_Exercise aim_. Please print the lines of the records below, unchanged, beginning at the line that contains "target=yellow grass tuft" and continuing through the last line of the records.

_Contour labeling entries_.
________________________

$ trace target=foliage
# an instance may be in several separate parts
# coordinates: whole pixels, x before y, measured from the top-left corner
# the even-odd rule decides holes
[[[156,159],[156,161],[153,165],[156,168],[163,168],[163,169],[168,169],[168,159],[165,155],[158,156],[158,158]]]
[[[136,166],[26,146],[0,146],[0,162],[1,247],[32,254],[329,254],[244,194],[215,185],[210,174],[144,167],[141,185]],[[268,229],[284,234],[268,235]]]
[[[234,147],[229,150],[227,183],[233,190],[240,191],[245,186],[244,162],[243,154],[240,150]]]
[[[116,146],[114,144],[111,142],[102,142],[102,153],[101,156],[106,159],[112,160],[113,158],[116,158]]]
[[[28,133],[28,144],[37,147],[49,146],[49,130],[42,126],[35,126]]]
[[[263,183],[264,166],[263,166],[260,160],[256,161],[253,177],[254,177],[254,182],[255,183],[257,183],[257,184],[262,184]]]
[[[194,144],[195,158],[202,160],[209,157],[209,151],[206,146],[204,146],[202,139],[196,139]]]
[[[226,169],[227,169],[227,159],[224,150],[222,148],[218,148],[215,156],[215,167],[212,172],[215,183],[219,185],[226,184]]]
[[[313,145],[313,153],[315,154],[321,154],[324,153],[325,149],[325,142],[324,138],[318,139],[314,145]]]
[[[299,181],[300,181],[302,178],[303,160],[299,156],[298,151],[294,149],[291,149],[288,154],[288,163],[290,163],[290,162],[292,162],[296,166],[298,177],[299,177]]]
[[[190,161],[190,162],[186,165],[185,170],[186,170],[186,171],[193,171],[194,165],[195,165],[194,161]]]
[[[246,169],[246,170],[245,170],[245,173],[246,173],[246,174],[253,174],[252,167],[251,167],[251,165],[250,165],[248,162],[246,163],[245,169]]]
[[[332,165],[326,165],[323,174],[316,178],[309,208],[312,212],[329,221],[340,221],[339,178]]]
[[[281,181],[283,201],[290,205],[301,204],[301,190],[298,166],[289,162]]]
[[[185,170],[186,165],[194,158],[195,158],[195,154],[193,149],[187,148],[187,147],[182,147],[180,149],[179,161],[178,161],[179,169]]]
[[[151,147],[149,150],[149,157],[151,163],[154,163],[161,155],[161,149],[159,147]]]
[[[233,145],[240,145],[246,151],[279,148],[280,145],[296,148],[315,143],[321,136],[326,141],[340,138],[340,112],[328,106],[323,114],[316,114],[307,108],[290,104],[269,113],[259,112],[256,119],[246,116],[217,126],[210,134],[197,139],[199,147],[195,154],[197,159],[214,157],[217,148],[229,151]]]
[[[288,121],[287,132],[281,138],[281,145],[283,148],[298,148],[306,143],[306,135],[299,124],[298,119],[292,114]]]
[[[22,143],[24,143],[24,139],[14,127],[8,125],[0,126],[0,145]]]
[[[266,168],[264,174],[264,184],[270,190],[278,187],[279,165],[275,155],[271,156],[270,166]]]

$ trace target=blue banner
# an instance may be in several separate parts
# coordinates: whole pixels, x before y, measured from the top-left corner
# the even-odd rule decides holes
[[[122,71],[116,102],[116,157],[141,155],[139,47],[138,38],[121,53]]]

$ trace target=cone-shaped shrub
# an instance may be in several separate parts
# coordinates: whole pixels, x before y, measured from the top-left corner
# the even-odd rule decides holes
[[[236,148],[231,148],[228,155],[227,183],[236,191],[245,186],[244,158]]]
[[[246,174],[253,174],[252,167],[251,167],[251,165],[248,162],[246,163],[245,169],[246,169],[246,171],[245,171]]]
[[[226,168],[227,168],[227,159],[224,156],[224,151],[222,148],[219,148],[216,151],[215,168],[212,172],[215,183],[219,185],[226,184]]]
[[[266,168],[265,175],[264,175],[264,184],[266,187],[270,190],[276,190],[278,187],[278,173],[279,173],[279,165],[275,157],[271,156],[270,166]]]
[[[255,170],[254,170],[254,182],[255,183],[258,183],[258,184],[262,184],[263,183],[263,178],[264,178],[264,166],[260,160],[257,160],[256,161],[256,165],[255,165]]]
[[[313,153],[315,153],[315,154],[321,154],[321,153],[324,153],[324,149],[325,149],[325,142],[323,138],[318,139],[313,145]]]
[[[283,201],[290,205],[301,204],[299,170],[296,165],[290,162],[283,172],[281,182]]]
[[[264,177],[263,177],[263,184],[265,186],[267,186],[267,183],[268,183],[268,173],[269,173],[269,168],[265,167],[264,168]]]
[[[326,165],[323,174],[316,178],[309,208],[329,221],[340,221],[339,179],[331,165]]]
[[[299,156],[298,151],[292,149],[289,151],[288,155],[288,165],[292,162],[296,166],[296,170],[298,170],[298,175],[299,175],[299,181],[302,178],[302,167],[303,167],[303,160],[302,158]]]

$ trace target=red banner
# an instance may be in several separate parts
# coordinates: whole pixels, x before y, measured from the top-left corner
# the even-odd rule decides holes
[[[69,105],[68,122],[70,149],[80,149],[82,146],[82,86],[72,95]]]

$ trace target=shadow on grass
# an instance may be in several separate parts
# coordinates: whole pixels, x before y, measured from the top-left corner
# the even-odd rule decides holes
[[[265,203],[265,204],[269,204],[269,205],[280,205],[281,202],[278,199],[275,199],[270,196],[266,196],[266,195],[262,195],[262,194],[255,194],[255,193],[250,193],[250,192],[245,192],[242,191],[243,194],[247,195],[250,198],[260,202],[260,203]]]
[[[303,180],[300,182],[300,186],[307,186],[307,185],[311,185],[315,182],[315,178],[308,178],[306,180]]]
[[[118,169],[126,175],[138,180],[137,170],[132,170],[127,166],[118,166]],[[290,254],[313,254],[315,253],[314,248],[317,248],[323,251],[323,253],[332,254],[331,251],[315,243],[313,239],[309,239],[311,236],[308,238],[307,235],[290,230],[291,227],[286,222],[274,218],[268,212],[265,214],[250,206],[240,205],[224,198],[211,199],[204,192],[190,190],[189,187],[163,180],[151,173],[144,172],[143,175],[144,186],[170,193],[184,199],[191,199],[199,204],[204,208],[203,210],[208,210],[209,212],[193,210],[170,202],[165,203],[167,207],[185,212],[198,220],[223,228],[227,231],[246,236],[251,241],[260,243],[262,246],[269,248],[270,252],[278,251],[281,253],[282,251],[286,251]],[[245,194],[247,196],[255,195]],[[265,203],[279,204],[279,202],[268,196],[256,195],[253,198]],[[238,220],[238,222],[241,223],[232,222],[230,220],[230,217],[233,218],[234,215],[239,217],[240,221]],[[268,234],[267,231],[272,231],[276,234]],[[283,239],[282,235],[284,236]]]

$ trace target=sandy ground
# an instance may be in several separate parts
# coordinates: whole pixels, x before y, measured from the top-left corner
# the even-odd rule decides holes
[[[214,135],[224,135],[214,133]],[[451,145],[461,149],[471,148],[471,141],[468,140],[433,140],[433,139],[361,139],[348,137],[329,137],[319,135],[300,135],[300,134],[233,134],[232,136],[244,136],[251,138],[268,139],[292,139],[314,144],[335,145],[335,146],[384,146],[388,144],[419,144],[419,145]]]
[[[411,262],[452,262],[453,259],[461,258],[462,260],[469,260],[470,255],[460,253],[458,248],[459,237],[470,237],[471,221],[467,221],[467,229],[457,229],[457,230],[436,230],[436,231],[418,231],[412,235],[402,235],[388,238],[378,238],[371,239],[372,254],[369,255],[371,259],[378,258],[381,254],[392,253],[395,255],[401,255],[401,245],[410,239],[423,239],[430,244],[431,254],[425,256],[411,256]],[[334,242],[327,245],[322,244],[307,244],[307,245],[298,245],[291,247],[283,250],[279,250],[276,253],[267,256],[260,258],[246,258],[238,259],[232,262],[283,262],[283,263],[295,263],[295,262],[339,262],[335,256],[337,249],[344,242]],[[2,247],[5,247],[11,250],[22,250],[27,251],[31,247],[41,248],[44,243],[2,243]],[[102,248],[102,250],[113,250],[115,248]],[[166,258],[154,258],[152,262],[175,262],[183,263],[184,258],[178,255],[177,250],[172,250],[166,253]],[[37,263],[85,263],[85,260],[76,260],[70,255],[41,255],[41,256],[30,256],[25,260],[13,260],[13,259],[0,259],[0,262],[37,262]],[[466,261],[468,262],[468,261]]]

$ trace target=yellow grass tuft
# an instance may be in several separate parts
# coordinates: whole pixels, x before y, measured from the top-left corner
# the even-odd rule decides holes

________________________

_Solution below_.
$ trace target=yellow grass tuft
# an instance may be in several separate parts
# coordinates: whole pixels, x before y, measured from the top-left corner
# the even-odd rule decides holes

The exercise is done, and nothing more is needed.